[SUPPLIED RECORDS — start]

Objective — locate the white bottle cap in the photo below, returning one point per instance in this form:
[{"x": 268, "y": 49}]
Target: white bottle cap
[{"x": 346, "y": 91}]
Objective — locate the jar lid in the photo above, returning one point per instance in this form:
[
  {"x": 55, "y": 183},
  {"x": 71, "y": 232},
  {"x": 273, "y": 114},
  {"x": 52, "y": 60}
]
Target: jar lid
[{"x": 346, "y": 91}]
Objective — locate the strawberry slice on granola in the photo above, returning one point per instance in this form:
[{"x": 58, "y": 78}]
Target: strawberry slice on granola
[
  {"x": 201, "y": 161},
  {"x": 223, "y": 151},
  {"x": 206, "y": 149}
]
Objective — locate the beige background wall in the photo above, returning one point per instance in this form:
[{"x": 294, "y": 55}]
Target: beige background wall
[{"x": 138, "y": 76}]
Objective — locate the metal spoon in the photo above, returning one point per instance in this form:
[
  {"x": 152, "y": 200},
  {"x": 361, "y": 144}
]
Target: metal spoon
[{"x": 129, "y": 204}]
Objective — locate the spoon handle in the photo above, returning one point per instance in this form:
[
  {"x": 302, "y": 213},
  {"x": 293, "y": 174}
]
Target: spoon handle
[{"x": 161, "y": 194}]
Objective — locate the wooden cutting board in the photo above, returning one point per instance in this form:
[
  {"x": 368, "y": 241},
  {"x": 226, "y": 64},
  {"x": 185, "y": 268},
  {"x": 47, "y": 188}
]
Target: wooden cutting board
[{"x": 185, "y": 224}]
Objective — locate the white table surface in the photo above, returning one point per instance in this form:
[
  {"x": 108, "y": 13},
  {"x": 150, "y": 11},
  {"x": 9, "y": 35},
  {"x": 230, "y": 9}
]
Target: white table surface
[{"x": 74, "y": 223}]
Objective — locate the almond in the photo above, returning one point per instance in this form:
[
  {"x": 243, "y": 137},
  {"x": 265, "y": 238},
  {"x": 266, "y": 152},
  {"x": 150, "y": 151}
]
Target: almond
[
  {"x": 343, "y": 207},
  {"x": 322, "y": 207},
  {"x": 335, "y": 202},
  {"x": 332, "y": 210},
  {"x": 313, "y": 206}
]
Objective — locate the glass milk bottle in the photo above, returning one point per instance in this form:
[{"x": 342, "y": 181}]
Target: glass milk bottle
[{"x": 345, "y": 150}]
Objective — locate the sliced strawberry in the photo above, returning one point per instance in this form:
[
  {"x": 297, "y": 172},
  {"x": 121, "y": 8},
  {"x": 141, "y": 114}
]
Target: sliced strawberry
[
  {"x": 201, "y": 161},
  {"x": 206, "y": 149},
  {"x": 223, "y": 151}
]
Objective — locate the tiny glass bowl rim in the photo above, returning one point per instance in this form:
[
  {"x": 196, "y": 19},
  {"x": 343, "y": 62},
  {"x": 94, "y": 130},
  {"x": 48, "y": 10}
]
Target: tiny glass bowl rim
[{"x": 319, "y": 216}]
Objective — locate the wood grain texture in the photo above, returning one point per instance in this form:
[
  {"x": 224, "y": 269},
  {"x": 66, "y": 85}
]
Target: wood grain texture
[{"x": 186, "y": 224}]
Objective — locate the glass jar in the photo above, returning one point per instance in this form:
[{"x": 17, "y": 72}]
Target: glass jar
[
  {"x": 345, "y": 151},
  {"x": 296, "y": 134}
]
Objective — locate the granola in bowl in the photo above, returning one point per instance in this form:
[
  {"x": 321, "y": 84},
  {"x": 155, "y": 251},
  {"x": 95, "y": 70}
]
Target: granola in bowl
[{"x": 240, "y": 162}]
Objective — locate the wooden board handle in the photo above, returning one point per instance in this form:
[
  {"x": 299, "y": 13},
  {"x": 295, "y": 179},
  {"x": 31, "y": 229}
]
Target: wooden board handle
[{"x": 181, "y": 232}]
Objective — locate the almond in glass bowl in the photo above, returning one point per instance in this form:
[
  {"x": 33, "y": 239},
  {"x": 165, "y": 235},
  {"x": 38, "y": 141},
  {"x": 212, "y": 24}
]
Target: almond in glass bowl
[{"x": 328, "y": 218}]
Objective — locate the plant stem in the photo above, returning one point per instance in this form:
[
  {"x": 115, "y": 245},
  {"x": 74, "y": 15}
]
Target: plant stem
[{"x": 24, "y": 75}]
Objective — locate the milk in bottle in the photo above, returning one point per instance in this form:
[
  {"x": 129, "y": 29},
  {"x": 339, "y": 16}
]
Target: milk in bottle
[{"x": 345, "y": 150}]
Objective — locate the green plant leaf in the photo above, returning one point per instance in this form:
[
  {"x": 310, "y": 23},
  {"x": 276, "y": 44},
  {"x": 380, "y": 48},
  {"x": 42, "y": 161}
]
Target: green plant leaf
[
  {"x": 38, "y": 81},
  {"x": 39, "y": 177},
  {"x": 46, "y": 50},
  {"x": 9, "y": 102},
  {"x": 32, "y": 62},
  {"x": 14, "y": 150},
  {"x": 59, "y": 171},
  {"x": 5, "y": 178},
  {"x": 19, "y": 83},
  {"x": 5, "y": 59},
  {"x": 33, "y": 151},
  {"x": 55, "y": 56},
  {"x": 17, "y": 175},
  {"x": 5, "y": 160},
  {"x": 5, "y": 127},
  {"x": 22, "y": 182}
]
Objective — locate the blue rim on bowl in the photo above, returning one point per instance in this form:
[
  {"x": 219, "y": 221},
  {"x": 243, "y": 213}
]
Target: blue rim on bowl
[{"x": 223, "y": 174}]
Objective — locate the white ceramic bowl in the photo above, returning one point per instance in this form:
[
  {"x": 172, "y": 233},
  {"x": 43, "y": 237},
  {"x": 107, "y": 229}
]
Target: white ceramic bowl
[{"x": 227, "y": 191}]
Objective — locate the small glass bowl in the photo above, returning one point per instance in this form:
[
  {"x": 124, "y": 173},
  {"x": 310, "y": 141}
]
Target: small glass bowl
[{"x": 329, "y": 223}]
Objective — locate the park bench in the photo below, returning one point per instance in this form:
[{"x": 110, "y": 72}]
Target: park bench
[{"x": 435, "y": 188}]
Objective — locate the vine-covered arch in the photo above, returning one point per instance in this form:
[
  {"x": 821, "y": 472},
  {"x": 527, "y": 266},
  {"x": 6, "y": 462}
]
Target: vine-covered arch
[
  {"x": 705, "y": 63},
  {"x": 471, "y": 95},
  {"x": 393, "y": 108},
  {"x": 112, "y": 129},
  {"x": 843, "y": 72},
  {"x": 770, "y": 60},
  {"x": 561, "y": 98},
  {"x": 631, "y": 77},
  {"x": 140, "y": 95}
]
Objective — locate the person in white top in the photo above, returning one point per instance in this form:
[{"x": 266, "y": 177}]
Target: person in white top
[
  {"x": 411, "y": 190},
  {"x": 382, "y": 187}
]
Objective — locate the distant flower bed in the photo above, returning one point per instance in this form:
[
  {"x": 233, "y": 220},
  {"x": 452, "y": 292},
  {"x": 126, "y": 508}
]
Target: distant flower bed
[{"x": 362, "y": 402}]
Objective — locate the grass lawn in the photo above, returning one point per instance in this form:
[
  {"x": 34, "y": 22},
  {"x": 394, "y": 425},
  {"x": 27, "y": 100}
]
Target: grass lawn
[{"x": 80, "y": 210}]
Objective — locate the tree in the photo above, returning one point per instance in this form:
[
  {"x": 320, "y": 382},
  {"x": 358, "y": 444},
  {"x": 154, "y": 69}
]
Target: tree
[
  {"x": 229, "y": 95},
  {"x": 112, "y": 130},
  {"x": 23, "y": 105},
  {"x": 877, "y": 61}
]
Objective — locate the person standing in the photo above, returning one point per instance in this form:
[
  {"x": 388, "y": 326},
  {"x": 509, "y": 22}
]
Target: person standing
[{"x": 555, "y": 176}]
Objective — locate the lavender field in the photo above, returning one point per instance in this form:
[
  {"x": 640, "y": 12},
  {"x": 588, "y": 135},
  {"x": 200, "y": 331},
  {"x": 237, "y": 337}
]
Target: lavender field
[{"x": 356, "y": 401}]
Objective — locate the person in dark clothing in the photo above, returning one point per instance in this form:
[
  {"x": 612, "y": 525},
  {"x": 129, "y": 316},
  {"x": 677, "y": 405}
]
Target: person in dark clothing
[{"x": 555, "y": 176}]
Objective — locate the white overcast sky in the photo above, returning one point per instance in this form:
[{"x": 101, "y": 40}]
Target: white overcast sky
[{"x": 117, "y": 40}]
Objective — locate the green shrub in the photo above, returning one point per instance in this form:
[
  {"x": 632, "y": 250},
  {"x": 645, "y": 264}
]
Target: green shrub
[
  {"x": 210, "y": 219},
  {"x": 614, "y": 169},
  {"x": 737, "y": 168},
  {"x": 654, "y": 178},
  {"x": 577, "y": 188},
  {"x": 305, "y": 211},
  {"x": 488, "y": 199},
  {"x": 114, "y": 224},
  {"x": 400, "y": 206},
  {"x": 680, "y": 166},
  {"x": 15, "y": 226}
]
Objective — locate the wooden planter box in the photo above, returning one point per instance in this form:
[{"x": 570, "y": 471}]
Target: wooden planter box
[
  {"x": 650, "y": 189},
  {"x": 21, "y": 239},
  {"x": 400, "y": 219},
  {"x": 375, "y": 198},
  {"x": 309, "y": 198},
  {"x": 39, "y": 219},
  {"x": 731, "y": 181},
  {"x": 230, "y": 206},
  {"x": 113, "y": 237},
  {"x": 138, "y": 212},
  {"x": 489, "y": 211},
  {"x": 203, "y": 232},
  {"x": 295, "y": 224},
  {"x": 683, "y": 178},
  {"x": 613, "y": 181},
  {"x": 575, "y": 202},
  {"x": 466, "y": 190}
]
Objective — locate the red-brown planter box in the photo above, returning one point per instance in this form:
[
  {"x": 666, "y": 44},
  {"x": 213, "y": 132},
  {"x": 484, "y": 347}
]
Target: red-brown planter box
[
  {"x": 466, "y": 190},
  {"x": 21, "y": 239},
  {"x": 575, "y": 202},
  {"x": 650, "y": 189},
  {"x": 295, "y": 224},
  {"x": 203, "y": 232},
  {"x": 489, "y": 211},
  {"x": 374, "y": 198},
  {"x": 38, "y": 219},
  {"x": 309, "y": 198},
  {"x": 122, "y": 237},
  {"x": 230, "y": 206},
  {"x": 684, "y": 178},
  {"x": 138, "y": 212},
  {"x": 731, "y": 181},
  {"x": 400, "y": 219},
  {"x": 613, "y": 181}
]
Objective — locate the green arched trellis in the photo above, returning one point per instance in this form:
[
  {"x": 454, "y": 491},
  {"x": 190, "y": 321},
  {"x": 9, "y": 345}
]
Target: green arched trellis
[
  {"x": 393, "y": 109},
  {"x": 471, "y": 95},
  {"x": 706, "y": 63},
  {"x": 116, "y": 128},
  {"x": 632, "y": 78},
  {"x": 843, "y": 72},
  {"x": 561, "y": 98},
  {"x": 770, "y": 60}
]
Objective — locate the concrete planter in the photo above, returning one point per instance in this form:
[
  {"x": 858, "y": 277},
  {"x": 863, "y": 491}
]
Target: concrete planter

[SUPPLIED RECORDS — finish]

● **PROBLEM TO WORK ON**
Please go through the entries and show every line with the word "below".

● **WORKED SOLUTION**
Objective — locate the white bottle cap in the photo below, returning one point per instance in this form:
Objective — locate the park bench in the photo below, returning one point per instance in this form:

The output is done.